*** Begin section ***
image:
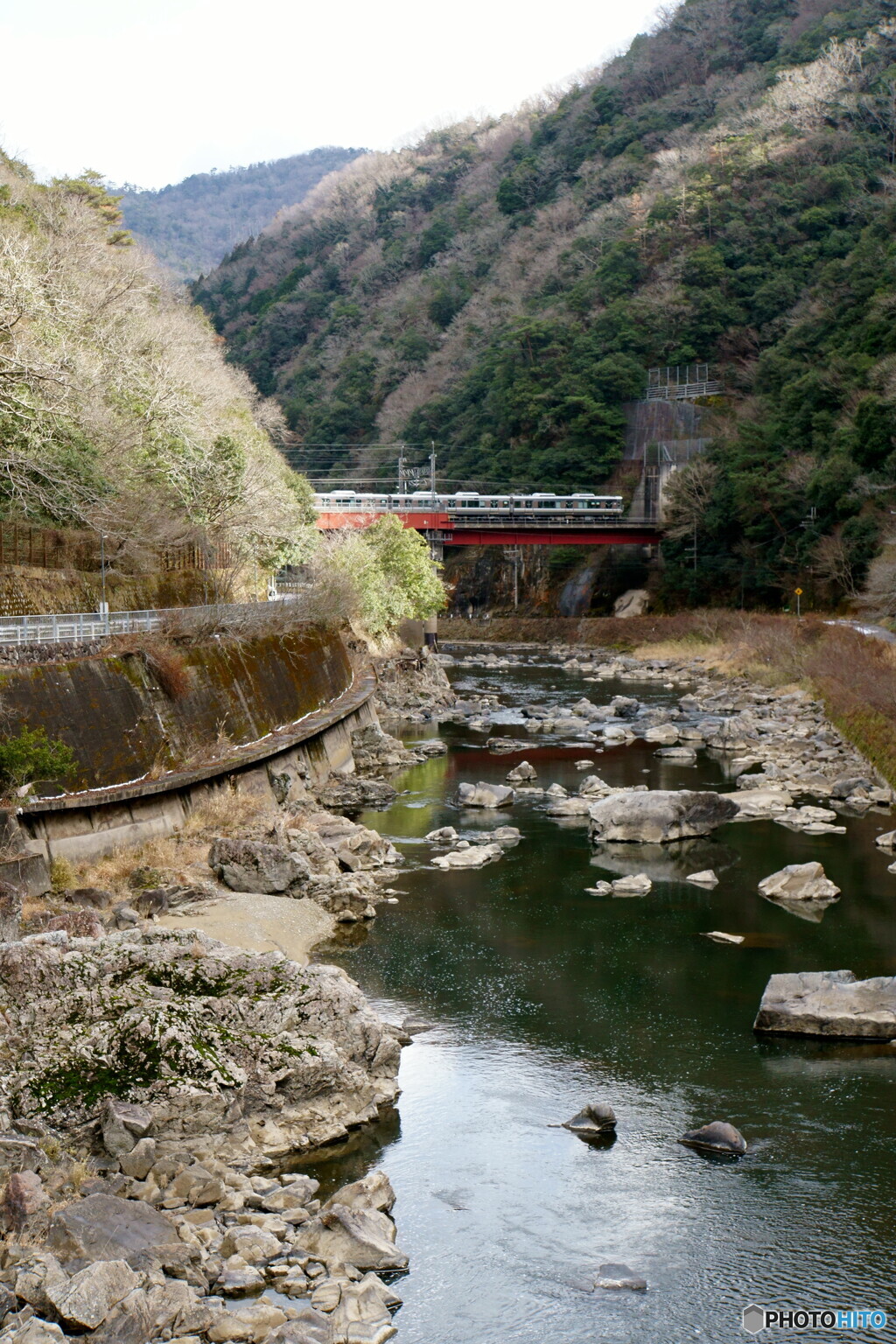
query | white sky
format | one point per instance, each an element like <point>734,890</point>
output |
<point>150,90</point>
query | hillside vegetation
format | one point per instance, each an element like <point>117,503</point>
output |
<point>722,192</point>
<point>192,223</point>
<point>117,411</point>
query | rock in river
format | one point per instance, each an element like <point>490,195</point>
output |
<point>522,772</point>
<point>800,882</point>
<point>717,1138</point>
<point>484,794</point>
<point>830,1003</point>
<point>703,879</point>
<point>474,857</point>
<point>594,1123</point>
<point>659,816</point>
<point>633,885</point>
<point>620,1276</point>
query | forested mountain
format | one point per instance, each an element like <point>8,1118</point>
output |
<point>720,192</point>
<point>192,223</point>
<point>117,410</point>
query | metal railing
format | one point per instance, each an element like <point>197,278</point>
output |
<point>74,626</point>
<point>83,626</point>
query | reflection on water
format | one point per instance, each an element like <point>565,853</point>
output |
*** End section ***
== WHAT YOU HAVE TO DO ==
Repeat every record above exactly, except the pictures.

== WRITTEN ANSWER ==
image:
query | white sky
format | one point per instance, each an element like <point>734,890</point>
output |
<point>150,90</point>
query | hillside vegetation
format | one point per instance, each an element like <point>117,503</point>
output |
<point>722,192</point>
<point>192,223</point>
<point>117,411</point>
query | rock in river
format | one point per instance, each an element like <point>490,195</point>
output |
<point>522,772</point>
<point>800,882</point>
<point>717,1138</point>
<point>484,794</point>
<point>830,1003</point>
<point>703,879</point>
<point>474,857</point>
<point>594,1123</point>
<point>659,816</point>
<point>633,885</point>
<point>620,1276</point>
query | forested mountain
format | one point per instance, each an element like <point>8,1118</point>
output |
<point>720,192</point>
<point>192,223</point>
<point>117,410</point>
query | metal railing
format | one point per instance, each an element like <point>197,278</point>
output |
<point>74,626</point>
<point>83,626</point>
query | reflection on water
format | one point per instance, each an element like <point>565,853</point>
output |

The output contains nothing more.